**タスク指示**
以下の記録から文字列「shadow」を含む行をすべて特定し、その行を書き写してください。大文字と小文字は区別します。
* * *
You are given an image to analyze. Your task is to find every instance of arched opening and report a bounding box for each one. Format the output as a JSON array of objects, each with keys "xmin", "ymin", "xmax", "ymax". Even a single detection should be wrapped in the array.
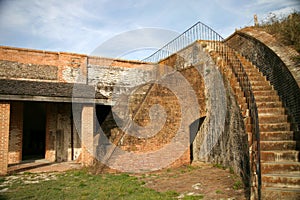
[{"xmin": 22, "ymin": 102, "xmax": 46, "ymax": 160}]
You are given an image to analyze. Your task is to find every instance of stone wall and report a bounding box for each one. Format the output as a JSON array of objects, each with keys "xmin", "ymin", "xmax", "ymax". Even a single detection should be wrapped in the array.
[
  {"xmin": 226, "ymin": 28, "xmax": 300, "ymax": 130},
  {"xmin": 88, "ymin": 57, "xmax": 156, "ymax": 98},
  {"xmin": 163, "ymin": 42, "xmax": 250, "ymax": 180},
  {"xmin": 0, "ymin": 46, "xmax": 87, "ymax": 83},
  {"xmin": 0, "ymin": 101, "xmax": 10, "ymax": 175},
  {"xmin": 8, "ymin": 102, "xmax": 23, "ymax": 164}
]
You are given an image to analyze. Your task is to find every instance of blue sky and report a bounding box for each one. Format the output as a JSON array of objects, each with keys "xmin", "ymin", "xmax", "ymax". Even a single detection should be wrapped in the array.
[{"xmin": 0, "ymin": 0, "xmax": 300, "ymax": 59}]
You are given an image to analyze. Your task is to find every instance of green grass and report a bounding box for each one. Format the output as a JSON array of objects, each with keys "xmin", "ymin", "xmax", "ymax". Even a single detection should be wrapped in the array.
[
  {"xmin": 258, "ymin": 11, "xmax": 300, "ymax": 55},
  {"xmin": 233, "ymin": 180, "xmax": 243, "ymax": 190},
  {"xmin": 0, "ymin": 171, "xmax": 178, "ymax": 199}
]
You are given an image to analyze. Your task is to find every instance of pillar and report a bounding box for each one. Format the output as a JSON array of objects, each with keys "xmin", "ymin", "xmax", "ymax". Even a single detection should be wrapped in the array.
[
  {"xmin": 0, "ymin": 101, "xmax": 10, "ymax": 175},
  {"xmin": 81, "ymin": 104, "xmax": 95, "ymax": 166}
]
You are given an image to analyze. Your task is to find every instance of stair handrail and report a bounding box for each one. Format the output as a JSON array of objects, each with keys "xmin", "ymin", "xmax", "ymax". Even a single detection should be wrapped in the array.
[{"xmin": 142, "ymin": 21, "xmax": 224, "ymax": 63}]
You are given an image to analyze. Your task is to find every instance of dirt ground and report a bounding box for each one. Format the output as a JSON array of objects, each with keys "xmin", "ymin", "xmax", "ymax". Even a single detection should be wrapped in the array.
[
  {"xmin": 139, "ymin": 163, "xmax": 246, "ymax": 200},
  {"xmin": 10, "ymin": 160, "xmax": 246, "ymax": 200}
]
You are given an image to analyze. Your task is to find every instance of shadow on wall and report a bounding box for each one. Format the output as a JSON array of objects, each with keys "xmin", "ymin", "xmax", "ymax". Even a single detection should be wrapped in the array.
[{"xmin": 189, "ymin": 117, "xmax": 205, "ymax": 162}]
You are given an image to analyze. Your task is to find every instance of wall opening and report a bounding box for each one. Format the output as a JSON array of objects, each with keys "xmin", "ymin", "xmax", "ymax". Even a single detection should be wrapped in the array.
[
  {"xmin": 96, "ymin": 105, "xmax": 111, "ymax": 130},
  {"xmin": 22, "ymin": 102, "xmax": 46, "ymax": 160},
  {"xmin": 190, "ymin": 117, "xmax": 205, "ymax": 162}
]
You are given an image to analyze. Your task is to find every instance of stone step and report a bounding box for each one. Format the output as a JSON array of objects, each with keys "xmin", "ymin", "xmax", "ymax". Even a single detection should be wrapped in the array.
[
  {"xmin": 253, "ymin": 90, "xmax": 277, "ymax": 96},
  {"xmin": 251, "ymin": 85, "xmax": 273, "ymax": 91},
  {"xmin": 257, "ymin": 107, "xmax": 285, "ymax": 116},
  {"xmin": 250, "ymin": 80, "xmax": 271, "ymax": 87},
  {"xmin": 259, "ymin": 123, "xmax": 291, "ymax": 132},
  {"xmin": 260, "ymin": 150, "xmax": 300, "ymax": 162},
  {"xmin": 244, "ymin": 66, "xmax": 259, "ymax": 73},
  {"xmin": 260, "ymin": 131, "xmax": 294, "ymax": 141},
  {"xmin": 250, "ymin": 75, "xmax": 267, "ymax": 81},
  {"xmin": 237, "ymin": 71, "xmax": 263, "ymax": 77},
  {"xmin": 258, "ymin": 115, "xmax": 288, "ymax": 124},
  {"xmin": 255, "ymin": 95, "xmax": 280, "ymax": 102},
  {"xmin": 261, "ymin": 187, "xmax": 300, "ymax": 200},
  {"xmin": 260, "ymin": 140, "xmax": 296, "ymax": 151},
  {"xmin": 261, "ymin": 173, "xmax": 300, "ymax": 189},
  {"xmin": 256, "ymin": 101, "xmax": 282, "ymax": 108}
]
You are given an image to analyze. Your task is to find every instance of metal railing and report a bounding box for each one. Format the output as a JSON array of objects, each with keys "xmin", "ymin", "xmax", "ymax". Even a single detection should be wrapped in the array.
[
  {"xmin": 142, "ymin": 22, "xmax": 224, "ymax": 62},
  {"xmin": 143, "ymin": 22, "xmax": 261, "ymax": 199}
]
* * *
**回答**
You are given an image to analyze. Your task is to find every instance of shadow on wall and report a bounding box for each one. Format the output as a JSON array of objects, each with keys "xmin", "ymin", "xmax", "ymax". Even a single detection should be wrapped in the array.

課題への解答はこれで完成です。